§ Required task: Here are some entries; quote each one exactly.

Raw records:
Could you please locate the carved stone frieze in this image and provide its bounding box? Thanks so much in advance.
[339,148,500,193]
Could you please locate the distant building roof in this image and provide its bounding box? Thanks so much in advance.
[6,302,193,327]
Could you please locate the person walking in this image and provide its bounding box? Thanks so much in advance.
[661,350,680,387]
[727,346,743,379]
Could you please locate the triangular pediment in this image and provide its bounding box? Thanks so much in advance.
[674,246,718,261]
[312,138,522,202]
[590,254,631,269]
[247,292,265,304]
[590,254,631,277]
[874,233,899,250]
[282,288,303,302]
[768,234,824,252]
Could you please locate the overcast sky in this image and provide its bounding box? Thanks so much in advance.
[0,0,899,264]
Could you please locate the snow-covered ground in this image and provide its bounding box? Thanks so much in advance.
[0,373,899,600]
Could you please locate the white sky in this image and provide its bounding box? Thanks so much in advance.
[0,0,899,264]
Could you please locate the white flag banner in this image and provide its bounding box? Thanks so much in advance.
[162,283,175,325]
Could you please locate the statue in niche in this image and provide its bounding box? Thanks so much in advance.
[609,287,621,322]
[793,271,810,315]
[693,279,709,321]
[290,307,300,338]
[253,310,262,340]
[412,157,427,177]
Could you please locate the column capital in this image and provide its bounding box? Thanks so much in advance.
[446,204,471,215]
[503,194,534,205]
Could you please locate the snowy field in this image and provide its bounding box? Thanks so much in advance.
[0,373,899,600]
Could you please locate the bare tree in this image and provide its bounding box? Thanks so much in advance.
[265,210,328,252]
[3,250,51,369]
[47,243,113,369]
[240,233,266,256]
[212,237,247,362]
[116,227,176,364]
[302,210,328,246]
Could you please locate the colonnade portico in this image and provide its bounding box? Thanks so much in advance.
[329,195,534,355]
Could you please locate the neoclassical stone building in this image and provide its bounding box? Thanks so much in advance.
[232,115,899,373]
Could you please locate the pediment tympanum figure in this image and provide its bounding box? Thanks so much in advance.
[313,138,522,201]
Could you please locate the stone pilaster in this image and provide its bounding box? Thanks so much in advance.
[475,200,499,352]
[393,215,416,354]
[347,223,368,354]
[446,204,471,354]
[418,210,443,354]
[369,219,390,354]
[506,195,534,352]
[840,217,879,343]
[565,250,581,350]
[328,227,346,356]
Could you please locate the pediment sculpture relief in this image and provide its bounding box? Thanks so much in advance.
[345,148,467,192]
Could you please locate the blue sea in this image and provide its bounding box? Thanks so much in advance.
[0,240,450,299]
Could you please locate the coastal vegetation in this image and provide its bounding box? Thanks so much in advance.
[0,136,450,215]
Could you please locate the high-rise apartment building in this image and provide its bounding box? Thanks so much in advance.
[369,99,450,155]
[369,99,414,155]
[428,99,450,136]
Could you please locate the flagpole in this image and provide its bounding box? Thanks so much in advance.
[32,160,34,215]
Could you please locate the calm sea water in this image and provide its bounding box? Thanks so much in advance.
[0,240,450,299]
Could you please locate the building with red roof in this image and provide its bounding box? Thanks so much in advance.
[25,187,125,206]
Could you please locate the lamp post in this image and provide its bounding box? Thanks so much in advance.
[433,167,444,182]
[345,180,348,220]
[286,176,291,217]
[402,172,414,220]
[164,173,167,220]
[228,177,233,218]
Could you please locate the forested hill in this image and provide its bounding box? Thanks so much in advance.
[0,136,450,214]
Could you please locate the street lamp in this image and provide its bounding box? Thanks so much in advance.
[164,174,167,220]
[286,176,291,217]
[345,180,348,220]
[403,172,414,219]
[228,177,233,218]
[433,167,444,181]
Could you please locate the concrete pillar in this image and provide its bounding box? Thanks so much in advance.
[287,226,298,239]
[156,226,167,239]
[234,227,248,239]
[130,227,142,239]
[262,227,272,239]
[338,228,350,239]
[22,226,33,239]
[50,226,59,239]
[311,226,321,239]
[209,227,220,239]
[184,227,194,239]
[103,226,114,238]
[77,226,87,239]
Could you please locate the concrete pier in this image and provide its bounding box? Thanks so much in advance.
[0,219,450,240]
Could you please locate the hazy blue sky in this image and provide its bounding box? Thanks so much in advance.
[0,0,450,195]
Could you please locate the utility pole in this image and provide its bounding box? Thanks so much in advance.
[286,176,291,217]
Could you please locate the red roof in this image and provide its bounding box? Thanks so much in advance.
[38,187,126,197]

§ Exercise solution:
Could you please locate the carved stone frieze in this image and provide its bounding box? Thanks so much in advance.
[339,148,500,193]
Could you please locate the distant building roof in this image and provide its bounding box? Thanks so much in advance.
[6,302,193,327]
Could you please locate the person walking in this image and provide its bounding box? Thanks so much in advance.
[661,350,680,387]
[727,346,743,379]
Could you please locate the triangular pediment in this image and provide its bounding box? Thanks so much in advance.
[674,246,718,261]
[312,138,522,202]
[590,254,631,269]
[247,292,265,304]
[590,254,631,277]
[874,233,899,250]
[282,288,303,302]
[768,234,824,252]
Could you please locate the overcast sky in this image and provide its bounding box? Thanks so much in advance.
[0,0,899,264]
Could you please locate the snow-covered ground in this image and provide its bounding box? Thanks so much in advance.
[0,373,899,600]
Could you please locate the white sky in this image and provide its bounding box? Thanks so much in advance.
[0,0,899,264]
Could you please locate the white flag banner in this image and provide its bounding box? Thanks so much in advance.
[162,283,175,325]
Could you please locate the statue in niche in this image and provide its bounding box? Thanks so much in advance.
[609,287,621,322]
[793,271,810,315]
[693,279,709,321]
[290,307,300,338]
[253,310,262,340]
[412,157,427,177]
Could you please locate the column capital in this image and provide its bounding box? Thanks so much in advance.
[446,204,471,215]
[503,194,534,205]
Could you please locate the snowy field in this image and provide its bounding box? Thanks so much in advance.
[0,373,899,600]
Could you please locate the bare tree in this image and provide its bounding box? Thanks so much in advance.
[265,210,328,252]
[3,250,51,369]
[47,243,113,369]
[240,233,266,256]
[212,237,247,362]
[116,227,176,364]
[302,210,328,246]
Could you please locate the colonnade portico in this image and provide its bounding box? Thanks so much in advance.
[329,195,534,355]
Could you please locate the neoclassical stone building in this image and provide its bounding box? Thanks so much in advance.
[232,115,899,373]
Could you please locate the pediment tympanum figure in this image and provide its bounding box? Thanks so much in advance.
[313,138,522,201]
Could you please locate the stone pilaster in this image and provide its bounding box? Thanks so much in advance.
[475,200,499,352]
[393,215,416,354]
[347,223,368,354]
[446,204,471,354]
[418,210,443,354]
[369,219,390,354]
[506,195,534,352]
[840,217,879,343]
[565,250,581,350]
[328,227,346,356]
Could you please locate the pediment sculpture relief in this image and provide its bounding box? Thanks so much in advance.
[345,148,467,192]
Could you please locate the blue sea in this image and provide its bounding box? Thanks so much in advance.
[0,240,450,299]
Could you please locate the coastal vegetation in this image and provide its bounding box? Thanks so much in advance.
[0,136,450,215]
Could you please locate the high-rise apartment building in this image and provide its bounding box? Thanks so much in advance.
[369,99,450,155]
[369,99,414,155]
[428,99,450,136]
Could you please locate the flagpole in this image and provide its bounding box? Thanks so much in advance.
[32,160,34,215]
Could you please locate the calm sea water in this image and provide its bounding box? Thanks so much in advance.
[0,240,450,299]
Could you please locate the building with red roof in this image and provide its bounding box? Thanks so much in advance.
[25,187,125,206]
Could you please locate the lamp post in this image and provide its bounding box? Thanks so much in advance.
[433,167,444,182]
[345,180,348,220]
[286,176,291,217]
[402,172,414,220]
[164,173,167,220]
[228,177,233,218]
Could you please locate the forested hill in this image and provide its bounding box? Thanks so much in advance.
[0,136,450,214]
Could you please locate the street lamp in this image and provide its bounding box? Thanks so much in advance.
[164,174,167,220]
[286,176,291,217]
[345,180,348,220]
[403,172,414,219]
[228,177,233,218]
[433,167,444,181]
Could you please locate the concrete pillar in this image and provide its bounding box? Thanks so much in advance.
[287,226,298,239]
[156,226,167,239]
[234,227,248,239]
[130,227,142,239]
[262,227,272,239]
[338,228,350,239]
[22,226,33,239]
[50,226,59,239]
[311,226,321,239]
[209,227,220,239]
[184,227,194,239]
[103,226,114,238]
[77,226,87,239]
Could you please locate the concrete pier in this image and provide its bounding box? Thanks so much in advance.
[0,219,450,240]
Could you please locate the hazy blue sky in this image and provide its bounding box? Thanks so much in advance.
[0,0,450,195]
Could you please locate the utility pole in this image and provide its bounding box? Thanks so much in advance.
[286,176,291,217]
Could you please locate the red roof in this image and provide its bounding box? Thanks so much in advance.
[38,187,126,197]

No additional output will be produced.